======== EXCERPTED PASSAGE ========

Poland's shares suffer biggest fall in 2 years on pension plan
* Stock market down as much as 6 pct as plan rattles markets
* 10-year bond yield hit one-year high
* SocGen calls government overhaul "blow to confidence"
* JPMorgan sees $3.5 billion flight from zloty bonds
By Marcin Goettig and Pawel Sobczak
WARSAW, Sept 5 (Reuters) - Poland's main stock index suffered its worst fall in two years on Thursday, after a government plan to shift pension assets to the state raised concerns it may undermine markets.
The zloty currency and bonds were also hit as foreign investors worried the plan would significantly curb liquidity and the inflow of new cash to the equity market.
Warsaw's blue chip WIG20 index fell by as much as 6.2 percent in intraday trade, while yields on 10-year bonds hit their highest levels in 12 months.
Poland said on Wednesday it would transfer 121 billion zlotys ($37 billion) in bonds held by state-guaranteed private pension funds to the state and cancel them to curb the public debt, thus reversing a reform from late 1990s.
Representatives of pension funds, which hold assets worth about a fifth of Poland's yearly output, slated the plan.
"This is the largest nationalisation in Poland since 1946," Jaroslaw Lis, fund manager at BPH TFI pension fund, told TVN CNBC broadcaster.
In 1946 the Soviet Union-sponsored communist regime nationalised swathes of the country's economy. In 1989, Poland overthrew communism, moving to a market economy - now central Europe's largest after two decades of rapid growth.
The pension funds, which include international firms such as ING, Aviva, Axa, Generali and Allianz, would be allowed to keep their holdings of stocks, worth 111 billion zlotys at the end of July.
But even some of those stocks would end up in state coffers as the government plans to shift the pension assets to the state and make the public pension vehicle ZUS the sole pensions payer.
Polish President Bronislaw Komorowski, commenting on the plans during an interview for the broadcaster TVN24 said he saw their advantages and disadvantages.
"I will ask experts and lawyers to evaluate the project in the light of the Polish Constitution. That's my duty," he said.

========

• EXERCISE INSTRUCTIONS:
(1) From the Poland pension article, extract the passage starting with "The zloty currency" and going on through "the equity market.".
(2) Answer these questions using the Poland pension article:
(a) By how much did the WIG20 index fall at most in intraday trade?
(b) What amount in bonds did Poland say it would transfer from the private pension funds to the state?
(c) Whom did President Bronislaw Komorowski say he would ask to evaluate the project?
The rows that follow come from a separate source.

======== DATA RECORDS ========

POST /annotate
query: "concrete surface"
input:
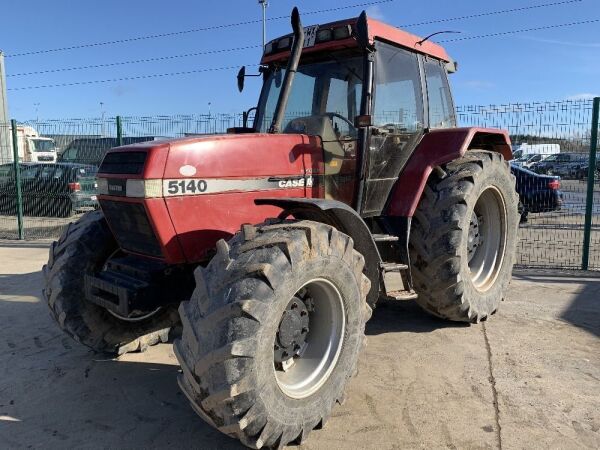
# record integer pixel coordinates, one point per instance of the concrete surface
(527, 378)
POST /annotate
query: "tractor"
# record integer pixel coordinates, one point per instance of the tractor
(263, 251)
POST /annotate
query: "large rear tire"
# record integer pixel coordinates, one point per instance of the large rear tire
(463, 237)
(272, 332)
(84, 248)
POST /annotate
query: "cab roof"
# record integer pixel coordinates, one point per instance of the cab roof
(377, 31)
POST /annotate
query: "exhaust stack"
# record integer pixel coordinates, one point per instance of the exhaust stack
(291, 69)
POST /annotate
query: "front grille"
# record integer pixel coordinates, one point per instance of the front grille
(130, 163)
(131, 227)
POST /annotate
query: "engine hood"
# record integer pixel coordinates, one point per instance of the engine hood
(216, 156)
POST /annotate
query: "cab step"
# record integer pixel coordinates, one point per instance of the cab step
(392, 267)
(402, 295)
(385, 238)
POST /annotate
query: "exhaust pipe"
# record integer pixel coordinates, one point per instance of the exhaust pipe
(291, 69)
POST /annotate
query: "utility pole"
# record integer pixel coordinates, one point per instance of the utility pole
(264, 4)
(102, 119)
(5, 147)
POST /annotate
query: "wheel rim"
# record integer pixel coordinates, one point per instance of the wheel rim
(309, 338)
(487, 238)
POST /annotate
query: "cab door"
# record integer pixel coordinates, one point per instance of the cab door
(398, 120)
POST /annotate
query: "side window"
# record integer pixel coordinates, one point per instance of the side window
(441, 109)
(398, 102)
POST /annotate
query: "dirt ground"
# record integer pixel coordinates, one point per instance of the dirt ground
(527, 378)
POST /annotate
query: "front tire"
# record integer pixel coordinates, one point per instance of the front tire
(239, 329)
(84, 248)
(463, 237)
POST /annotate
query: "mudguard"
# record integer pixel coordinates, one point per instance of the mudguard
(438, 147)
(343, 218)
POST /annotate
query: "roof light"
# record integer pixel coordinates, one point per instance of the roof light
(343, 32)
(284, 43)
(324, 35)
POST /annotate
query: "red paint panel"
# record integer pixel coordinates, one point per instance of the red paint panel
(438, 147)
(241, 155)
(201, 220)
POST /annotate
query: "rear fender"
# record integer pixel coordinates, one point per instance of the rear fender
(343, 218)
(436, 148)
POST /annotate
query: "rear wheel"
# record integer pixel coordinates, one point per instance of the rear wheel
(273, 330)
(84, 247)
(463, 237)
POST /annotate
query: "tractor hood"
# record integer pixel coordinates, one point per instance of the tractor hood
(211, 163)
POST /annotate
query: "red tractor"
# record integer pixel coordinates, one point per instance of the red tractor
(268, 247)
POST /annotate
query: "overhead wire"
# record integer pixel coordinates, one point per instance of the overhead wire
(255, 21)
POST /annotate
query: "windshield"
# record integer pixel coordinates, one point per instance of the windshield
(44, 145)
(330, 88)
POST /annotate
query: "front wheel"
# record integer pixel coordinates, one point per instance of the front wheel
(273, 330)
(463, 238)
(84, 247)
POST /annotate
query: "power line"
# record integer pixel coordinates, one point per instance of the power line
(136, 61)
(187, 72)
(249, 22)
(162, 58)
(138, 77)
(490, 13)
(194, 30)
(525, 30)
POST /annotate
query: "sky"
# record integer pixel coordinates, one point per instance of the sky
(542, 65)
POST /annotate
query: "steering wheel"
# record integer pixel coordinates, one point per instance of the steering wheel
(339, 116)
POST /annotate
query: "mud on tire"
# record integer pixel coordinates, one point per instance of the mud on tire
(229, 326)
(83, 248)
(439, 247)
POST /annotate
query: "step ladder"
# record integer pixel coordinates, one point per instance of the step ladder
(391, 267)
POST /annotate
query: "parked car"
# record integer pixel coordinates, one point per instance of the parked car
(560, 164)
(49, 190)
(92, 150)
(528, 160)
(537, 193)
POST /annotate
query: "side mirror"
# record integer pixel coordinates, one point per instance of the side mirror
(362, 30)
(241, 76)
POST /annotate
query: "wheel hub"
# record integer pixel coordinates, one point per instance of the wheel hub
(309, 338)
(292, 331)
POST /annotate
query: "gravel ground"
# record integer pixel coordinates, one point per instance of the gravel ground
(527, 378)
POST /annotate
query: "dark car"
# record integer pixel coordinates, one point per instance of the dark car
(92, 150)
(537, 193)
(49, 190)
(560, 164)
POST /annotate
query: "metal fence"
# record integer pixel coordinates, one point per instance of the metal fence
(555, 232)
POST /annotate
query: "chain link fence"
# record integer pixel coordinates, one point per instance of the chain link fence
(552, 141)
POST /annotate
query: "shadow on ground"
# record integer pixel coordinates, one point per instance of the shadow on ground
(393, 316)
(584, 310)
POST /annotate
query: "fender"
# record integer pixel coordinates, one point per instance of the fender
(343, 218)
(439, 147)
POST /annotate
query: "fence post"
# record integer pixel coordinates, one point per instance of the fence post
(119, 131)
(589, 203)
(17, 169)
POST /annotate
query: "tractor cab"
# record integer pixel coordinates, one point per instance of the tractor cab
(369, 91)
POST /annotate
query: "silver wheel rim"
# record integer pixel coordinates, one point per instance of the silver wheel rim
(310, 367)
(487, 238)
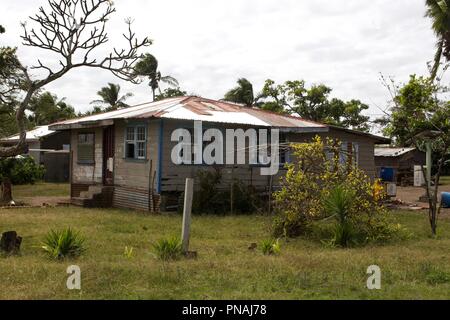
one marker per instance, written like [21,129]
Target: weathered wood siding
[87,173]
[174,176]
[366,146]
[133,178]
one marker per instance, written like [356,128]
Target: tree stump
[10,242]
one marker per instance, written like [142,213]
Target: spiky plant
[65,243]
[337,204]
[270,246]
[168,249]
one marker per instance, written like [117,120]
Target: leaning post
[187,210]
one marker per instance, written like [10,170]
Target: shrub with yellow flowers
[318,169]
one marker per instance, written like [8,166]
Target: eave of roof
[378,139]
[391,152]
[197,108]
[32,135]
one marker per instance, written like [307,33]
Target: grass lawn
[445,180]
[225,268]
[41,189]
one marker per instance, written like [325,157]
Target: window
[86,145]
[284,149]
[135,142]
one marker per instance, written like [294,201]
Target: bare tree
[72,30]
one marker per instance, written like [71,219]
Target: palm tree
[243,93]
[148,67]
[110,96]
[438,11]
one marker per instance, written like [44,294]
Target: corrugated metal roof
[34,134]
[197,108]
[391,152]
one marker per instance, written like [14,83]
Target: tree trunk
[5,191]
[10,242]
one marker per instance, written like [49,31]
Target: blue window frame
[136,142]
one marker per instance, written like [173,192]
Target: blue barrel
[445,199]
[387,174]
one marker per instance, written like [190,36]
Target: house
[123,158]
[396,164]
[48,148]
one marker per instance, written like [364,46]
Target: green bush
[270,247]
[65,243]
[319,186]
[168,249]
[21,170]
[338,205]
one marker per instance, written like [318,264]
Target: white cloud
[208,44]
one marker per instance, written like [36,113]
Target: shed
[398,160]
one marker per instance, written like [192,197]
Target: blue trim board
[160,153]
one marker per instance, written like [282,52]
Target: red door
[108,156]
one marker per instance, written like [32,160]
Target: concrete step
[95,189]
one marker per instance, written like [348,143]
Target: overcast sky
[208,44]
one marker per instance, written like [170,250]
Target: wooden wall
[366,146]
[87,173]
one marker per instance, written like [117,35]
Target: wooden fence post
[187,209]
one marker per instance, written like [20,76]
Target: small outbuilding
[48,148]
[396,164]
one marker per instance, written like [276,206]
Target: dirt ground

========

• SOLUTIONS BELOW:
(1)
The zloty currency and bonds were also hit as foreign investors worried the plan would significantly curb liquidity and the inflow of new cash to the equity market.

(2)
(a) As much as 6.2 percent.
(b) 121 billion zlotys ($37 billion).
(c) Experts and lawyers.